(Region pointing data)

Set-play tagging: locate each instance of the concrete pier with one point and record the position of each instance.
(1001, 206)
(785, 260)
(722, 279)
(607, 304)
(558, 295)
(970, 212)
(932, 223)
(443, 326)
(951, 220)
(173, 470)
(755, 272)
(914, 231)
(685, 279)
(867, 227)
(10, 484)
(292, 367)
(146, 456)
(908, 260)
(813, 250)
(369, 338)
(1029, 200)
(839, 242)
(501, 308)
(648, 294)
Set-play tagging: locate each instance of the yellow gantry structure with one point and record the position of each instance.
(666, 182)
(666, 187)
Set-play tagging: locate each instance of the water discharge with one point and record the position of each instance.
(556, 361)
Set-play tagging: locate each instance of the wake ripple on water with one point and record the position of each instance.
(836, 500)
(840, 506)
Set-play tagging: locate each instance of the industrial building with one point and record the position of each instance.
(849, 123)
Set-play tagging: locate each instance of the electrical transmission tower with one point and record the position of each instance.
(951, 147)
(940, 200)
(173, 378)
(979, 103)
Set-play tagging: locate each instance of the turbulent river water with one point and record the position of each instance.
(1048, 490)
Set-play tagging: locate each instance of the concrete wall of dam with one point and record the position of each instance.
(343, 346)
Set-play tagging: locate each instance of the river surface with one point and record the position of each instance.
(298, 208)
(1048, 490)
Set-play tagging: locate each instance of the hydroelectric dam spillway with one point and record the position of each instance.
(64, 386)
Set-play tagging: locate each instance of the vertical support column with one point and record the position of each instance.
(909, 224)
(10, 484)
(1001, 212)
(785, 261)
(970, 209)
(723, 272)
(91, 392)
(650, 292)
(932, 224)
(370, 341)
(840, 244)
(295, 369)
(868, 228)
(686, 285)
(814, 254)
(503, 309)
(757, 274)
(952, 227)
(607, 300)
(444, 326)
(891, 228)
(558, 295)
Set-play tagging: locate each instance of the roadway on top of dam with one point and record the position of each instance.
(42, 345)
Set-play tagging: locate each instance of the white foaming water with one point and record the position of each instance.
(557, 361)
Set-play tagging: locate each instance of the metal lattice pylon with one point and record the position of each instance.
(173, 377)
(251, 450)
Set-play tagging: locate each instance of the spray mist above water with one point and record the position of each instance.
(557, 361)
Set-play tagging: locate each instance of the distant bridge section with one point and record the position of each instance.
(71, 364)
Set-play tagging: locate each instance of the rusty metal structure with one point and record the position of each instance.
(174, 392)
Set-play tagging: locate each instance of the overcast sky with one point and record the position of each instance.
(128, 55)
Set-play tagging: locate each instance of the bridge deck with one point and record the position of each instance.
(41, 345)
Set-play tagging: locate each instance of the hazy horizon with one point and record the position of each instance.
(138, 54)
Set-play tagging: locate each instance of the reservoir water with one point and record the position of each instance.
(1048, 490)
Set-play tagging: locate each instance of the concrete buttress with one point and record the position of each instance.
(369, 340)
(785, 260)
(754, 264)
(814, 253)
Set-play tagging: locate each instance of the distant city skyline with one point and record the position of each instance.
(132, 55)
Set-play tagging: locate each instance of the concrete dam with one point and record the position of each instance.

### What you need to do
Give back, unchanged, every line from the one with "Set-play tagging: locate each instance of the hazy" to the end of the entries above.

### Written solution
Set-play tagging: locate each instance of the hazy horizon with one point and record the position of each instance.
(138, 54)
Set-play tagging: locate each instance of the reservoir water with one point and record the position of each instance.
(1048, 490)
Set-play tagging: locate each instance of the concrete buttress with one point and record the position of each instance.
(369, 340)
(785, 260)
(754, 264)
(814, 253)
Set-play tagging: locate each instance of the distant city skyline with one point and record the position of each instance.
(132, 55)
Set-play tagging: locate each instance of the concrete dam with one point and record the position of each instance.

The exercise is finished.